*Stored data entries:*
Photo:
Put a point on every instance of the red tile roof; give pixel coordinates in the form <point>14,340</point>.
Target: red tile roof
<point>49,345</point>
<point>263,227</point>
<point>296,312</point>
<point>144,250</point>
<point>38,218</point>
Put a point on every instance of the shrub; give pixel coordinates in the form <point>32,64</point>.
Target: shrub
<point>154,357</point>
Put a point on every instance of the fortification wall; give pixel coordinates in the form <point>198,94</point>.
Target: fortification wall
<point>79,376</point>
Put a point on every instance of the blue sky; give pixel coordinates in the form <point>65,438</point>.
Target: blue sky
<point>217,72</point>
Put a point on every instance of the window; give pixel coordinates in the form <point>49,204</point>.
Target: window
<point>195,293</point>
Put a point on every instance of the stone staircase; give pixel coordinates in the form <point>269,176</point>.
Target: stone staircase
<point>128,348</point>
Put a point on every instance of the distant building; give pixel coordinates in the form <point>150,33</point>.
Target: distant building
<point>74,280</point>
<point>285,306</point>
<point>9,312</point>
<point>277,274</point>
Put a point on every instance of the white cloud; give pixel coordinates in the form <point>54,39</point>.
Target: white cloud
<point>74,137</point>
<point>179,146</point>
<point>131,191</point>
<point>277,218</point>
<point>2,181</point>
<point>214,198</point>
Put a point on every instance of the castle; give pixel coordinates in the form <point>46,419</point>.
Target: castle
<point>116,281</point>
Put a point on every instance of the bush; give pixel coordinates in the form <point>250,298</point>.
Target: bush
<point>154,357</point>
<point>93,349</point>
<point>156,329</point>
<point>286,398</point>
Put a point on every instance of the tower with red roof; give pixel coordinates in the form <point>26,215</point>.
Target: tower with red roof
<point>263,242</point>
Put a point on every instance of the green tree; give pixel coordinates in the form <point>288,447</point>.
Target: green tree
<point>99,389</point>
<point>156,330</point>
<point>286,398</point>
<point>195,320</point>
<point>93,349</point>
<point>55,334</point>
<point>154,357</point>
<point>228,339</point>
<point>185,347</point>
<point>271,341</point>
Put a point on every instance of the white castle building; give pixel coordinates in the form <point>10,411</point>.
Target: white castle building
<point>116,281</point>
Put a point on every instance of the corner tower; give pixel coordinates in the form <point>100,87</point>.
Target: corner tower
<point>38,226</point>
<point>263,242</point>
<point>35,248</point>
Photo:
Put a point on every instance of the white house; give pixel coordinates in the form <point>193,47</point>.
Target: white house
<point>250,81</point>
...
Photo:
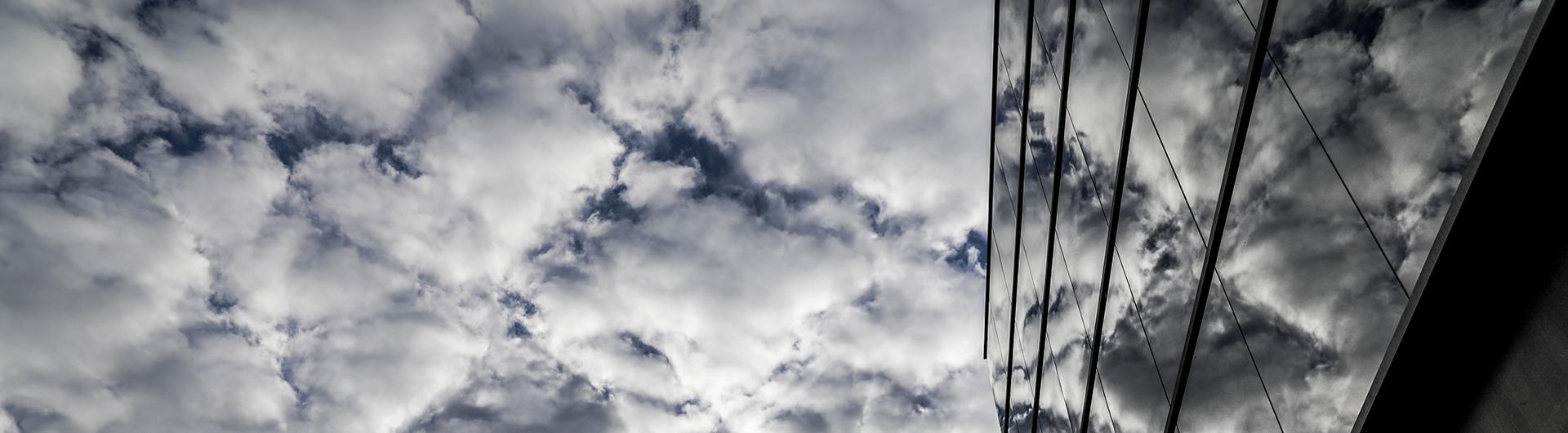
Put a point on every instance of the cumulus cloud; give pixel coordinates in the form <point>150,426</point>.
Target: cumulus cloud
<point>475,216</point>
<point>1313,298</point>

*Your assignment:* Restate word for word the entries above, starting at the line with "Target: blue sky" and ending at the line with "Put a point on every instance of the distant", inclusive, and no others.

*Result:*
Target: blue sky
<point>217,72</point>
Put a point on every instance of the window; give pixel coordinates in the form <point>49,204</point>.
Target: window
<point>195,293</point>
Put a point on every instance of the stone staircase; give pixel coordinates in the form <point>269,176</point>.
Target: stone staircase
<point>128,348</point>
Put a point on every instance of the distant building; give pixel coordinates in the form <point>150,33</point>.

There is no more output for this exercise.